Supplied text.
▬▬▬
I think you can use fixed_pkg library alone for the calculation of cos_inverse. You just need to implement the equation given in this link:
Taylor series - Wikipedia, the free encyclopedia
for cos inverse.
The equation ideally contains infinite terms but since you just want only 5 bits fractional you can implement the function using first 4 or 5 terms.
Hi
Good idea
I wrote a conversion program using Taylor series, but when I tried to simulate it, I get the following warnings for every signal I tried to track. (only In and out signals is shown ok in the quartus 9.1 simulation report)
"Warning: Ignored node in vector source file. Can't find corresponding node name "n[0]" in design."
I obviously doing something wrong because it will not work on the evaluation board either.
Could it be the way I am treating y in the Process sensitivity list? I am using it like an interrupt, but is this the way to do it VHDL?
The code is as follows:
Library ieee;
USE ieee.std_logic_1164.all;
use ieee.numeric_std.all;
library ieee_proposed;
use ieee_proposed.fixed_pkg.all;
ENTITY Akselerometer IS
PORT(
y : IN sfixed(7 downto -4); --Readed accelerometer value
Clock : IN STD_LOGIC;
alphaEstOut : OUT sfixed(7 downto -4)); --Outputed accelerometer value (rad)
END Akselerometer;
ARCHITECTURE Behavior OF Akselerometer IS
SIGNAL Pi : sfixed(3 downto -5);
SIGNAL Factorial : sfixed(7 downto 0);
SIGNAL n : unsigned(2 downto 0);
SIGNAL nSfixed : sfixed(2 downto 0);
SIGNAL x : sfixed(7 downto -4);
SIGNAL bias : sfixed(7 downto -4);
SIGNAL binit,b,c,d,e,f : sfixed(7 downto -4);
SIGNAL alphaEst : sfixed(7 downto -4);
--For simulation purpose
SIGNAL FactorialSim :sfixed(7 downto 0);
BEGIN
bias<=to_sfixed(1.586,bias);--fixed bias =1.586V
Pi<=to_sfixed(3.1415,Pi); --Pi = 3.1415....
▬▬▬
Record set.
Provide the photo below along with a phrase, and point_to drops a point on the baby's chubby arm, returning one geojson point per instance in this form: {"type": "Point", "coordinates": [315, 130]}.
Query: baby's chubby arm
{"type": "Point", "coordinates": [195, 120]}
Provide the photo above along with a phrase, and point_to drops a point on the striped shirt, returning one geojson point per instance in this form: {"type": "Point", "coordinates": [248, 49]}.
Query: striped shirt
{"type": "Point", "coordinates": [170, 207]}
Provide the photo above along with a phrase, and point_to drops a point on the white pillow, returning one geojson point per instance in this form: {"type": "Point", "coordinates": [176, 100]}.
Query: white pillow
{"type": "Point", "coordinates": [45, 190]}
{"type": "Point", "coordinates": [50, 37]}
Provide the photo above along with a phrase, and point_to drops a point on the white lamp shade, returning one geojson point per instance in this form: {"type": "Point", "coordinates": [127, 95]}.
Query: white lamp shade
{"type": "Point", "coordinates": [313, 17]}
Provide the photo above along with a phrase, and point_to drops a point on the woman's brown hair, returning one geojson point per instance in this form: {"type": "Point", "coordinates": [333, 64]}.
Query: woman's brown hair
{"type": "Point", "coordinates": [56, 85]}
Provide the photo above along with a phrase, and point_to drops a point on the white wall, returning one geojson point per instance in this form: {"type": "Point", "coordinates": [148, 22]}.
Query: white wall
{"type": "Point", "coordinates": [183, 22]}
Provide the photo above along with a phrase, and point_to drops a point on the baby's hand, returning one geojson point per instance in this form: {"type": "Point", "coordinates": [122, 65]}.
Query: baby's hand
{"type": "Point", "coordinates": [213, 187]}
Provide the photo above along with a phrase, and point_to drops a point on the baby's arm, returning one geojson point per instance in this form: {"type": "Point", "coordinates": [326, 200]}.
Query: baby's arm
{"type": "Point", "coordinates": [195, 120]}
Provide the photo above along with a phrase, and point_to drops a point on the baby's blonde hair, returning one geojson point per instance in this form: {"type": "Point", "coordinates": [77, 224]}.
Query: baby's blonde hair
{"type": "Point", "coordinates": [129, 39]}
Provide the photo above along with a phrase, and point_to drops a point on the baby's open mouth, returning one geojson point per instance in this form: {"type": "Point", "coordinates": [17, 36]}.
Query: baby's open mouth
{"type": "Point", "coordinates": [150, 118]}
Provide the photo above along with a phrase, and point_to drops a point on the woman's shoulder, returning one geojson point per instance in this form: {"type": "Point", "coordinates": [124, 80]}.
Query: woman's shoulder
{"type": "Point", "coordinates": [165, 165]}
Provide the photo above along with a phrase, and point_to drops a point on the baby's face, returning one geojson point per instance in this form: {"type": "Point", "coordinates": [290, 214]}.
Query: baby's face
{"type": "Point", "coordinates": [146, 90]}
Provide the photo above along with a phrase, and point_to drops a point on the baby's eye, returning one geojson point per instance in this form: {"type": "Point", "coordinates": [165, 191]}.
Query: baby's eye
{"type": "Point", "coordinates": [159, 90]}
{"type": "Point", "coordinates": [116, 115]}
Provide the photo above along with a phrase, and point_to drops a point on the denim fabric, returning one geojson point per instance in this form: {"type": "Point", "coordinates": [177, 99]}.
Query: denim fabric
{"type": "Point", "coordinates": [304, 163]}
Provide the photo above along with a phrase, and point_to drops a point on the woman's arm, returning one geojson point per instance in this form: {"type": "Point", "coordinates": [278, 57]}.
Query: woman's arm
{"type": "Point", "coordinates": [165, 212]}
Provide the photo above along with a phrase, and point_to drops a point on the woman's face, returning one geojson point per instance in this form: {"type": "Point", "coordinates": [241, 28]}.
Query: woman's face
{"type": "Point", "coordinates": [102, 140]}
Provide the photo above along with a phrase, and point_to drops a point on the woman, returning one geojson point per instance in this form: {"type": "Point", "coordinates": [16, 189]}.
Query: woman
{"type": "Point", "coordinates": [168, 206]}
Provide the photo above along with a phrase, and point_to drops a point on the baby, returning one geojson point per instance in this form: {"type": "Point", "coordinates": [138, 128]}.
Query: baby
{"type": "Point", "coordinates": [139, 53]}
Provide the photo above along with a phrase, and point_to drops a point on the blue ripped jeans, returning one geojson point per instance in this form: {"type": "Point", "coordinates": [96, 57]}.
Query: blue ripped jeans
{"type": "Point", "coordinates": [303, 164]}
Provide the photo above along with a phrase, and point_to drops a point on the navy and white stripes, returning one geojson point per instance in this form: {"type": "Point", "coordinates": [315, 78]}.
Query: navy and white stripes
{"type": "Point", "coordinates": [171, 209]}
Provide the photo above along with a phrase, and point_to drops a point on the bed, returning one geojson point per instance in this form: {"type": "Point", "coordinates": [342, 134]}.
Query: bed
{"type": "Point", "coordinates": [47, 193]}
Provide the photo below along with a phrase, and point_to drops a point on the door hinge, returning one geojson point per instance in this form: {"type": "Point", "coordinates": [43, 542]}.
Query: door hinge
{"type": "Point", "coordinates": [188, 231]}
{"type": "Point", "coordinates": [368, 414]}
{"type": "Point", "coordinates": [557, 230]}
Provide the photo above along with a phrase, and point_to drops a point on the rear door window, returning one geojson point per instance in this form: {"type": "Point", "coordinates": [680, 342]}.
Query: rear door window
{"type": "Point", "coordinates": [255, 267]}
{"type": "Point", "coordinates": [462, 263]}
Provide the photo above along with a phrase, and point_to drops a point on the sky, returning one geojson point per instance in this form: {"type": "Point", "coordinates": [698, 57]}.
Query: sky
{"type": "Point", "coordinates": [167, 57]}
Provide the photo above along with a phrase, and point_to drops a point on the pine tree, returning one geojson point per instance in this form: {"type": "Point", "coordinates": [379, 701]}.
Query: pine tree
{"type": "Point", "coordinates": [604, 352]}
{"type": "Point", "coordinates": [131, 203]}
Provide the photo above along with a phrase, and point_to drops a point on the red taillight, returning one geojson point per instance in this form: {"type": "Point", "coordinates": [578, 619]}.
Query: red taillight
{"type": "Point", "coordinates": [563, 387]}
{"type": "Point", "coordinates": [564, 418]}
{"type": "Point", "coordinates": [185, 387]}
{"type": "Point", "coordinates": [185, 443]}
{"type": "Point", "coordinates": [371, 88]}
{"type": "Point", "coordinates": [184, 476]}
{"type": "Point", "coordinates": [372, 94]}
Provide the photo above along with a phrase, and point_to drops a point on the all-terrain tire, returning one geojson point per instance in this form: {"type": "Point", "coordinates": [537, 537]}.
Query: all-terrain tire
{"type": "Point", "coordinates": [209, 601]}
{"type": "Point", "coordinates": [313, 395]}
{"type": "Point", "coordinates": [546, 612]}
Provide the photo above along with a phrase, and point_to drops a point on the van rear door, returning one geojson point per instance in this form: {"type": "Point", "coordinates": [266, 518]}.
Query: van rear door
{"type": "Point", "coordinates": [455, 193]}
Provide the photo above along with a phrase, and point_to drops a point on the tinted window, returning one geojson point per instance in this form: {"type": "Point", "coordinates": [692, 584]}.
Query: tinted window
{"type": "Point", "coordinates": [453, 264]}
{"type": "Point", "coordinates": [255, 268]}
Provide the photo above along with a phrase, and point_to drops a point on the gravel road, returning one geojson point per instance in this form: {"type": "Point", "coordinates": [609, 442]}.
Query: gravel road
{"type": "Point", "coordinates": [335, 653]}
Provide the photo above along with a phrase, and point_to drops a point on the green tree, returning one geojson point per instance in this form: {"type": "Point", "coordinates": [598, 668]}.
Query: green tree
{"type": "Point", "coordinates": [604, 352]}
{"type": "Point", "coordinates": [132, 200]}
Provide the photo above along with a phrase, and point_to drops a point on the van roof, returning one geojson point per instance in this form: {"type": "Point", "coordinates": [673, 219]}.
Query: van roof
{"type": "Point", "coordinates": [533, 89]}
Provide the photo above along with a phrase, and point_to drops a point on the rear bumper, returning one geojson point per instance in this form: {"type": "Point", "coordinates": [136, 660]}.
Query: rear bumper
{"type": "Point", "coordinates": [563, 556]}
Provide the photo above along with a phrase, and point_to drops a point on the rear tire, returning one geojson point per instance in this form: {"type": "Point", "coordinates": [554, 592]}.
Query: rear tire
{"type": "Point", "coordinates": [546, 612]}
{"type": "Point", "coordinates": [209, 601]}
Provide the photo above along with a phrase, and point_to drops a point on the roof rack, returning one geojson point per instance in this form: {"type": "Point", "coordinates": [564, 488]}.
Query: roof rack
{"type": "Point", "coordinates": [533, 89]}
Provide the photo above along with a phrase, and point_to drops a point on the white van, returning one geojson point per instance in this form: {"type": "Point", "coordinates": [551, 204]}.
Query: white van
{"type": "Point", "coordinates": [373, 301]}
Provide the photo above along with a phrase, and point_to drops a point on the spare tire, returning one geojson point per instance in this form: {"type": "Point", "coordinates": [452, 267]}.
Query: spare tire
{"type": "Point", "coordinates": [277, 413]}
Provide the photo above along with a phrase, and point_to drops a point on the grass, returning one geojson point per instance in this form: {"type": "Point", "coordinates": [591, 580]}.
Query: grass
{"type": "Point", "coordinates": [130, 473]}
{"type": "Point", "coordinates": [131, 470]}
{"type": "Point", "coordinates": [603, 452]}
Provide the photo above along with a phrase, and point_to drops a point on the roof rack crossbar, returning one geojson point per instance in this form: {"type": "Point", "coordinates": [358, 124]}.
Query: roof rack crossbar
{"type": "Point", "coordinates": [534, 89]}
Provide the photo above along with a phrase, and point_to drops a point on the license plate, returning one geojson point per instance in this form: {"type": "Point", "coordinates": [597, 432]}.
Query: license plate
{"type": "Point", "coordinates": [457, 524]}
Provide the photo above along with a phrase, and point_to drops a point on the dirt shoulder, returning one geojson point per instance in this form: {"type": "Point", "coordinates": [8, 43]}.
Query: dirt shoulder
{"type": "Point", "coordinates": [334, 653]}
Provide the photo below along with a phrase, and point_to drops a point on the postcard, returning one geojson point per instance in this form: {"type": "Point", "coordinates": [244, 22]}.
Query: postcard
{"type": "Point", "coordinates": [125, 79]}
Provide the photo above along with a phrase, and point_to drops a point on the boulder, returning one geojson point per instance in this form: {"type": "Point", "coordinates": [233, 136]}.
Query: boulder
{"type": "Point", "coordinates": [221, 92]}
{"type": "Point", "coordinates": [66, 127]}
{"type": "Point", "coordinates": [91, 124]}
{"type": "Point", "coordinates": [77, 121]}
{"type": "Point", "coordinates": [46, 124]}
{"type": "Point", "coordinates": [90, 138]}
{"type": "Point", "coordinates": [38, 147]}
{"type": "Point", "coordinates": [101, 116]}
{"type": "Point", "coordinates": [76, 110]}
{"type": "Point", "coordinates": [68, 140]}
▬▬▬
Exercises.
1 > Show every line of the records that contains the word "green".
2 > Continue the forum thread on computing inverse cosine in VHDL, starting after its last line.

Exercise answers.
1 >
Provide the photo above along with a phrase, and point_to drops a point on the green tree, returning one geojson point per instance in this form: {"type": "Point", "coordinates": [598, 668]}.
Query: green tree

2 >
PROCESS
--Start processing when a new value enters y-pins
BEGIN
Factorial<=to_sfixed(1,Factorial); --Initial value;
FactorialSim<=to_sfixed(1,FactorialSim);--Initial value;
binit<=to_sfixed(4,binit); --Initial value;
b<=to_sfixed(1,b); --Initial value;
c<=to_sfixed(0,c); --Initial value;
d<=to_sfixed(0,d); --Initial value;
E<=to_sfixed(0,E); --Initial value;
f<=to_sfixed(0,f); --Initial value;
x<=to_sfixed(0,x); --Initial value;
n<="000"; --Initial value;
nSfixed<=to_sfixed(0,nSfixed); --Initial value;
alphaEst<=to_sfixed(0,alphaEst); --Initial value;
IF (y>=bias)THEN
x<=resize(bias/y,x); --Calculate the argument for the arccos function
ELSIF (y<bias) THEN
x<=resize(y/bias,x); --Calculate the argument for the arccos function
END IF;
alphaEst<=resize((Pi/2)-x,alphaEst); --for term n=0 in Taylor series (Pi/2-n0)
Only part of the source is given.